◆ Task to complete:
Copy every line of the records below, from the line that contains "the ski pole in" through the last line, and add 128 to each coordinate number in the answers.

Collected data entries
☆ ☆ ☆ ☆ ☆
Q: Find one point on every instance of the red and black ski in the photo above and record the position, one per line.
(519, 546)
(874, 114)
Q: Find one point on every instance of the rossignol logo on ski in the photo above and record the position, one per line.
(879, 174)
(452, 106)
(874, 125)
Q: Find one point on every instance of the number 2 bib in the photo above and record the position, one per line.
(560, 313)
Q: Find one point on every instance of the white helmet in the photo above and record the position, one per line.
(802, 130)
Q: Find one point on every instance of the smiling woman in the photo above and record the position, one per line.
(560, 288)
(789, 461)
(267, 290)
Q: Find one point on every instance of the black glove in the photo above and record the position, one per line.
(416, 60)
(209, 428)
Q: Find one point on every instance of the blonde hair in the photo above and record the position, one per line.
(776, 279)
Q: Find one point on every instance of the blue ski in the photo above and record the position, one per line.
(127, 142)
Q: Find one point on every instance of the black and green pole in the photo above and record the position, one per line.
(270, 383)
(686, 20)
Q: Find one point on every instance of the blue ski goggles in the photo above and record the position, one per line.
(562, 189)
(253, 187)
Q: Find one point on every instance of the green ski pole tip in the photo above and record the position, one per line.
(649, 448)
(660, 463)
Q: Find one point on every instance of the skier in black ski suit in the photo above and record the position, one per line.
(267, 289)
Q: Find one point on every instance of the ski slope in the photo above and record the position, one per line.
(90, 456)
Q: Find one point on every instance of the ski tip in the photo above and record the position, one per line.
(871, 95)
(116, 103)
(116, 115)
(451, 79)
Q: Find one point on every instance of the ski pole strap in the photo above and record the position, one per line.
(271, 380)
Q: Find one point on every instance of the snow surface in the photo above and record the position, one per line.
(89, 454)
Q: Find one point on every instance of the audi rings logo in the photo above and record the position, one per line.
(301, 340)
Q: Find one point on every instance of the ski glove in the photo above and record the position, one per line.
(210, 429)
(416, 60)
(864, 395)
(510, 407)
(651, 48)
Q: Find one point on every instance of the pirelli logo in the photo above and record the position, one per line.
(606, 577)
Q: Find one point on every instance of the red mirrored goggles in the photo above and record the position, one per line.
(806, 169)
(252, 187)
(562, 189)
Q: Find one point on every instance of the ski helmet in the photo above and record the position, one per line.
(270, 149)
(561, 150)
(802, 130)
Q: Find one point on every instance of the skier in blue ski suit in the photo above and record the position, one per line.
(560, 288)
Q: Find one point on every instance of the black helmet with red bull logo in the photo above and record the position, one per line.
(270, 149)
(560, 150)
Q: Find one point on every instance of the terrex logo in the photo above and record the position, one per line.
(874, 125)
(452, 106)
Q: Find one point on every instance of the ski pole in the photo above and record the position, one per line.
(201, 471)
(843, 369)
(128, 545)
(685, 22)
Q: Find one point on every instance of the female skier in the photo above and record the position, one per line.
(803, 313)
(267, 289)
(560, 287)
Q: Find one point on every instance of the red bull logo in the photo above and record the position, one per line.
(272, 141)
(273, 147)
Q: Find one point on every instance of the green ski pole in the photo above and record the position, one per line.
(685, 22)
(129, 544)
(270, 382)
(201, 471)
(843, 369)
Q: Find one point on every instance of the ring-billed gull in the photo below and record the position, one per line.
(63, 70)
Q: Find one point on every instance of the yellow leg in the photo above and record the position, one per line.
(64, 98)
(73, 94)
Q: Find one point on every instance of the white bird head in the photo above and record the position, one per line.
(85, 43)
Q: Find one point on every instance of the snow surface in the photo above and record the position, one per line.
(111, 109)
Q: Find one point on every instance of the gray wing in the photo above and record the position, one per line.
☆ ☆ ☆ ☆ ☆
◆ Written solution:
Q: Find one point on every instance of the ski pole in the photo above and record the position, one per line.
(329, 599)
(971, 497)
(256, 673)
(813, 150)
Q: Find one point on every instance of the female skier in the photo above and record the position, one per line.
(931, 441)
(395, 417)
(688, 415)
Q: Find one point on every instance of the red bull logo in the photo above and record the position, one per line.
(400, 269)
(401, 275)
Q: Find one point on every instance of the green ski pole in the photo above and record the position, one per line.
(813, 150)
(257, 672)
(398, 510)
(329, 599)
(971, 497)
Q: Find one point on every instance of the ring-billed gull in the photo below and record the position, one per line.
(191, 198)
Q: Find one point on every instance of the yellow leg in the photo above and record the position, one per line.
(192, 226)
(201, 222)
Q: Find one point on every instance of the white bird head in the photo above and record the position, one per line.
(213, 171)
Q: Find one point on every instance of the snow surface in the photo above and record the position, one per line.
(239, 237)
Q: Find one point on every instance of the gray wing in the photo above and record the position, one per line.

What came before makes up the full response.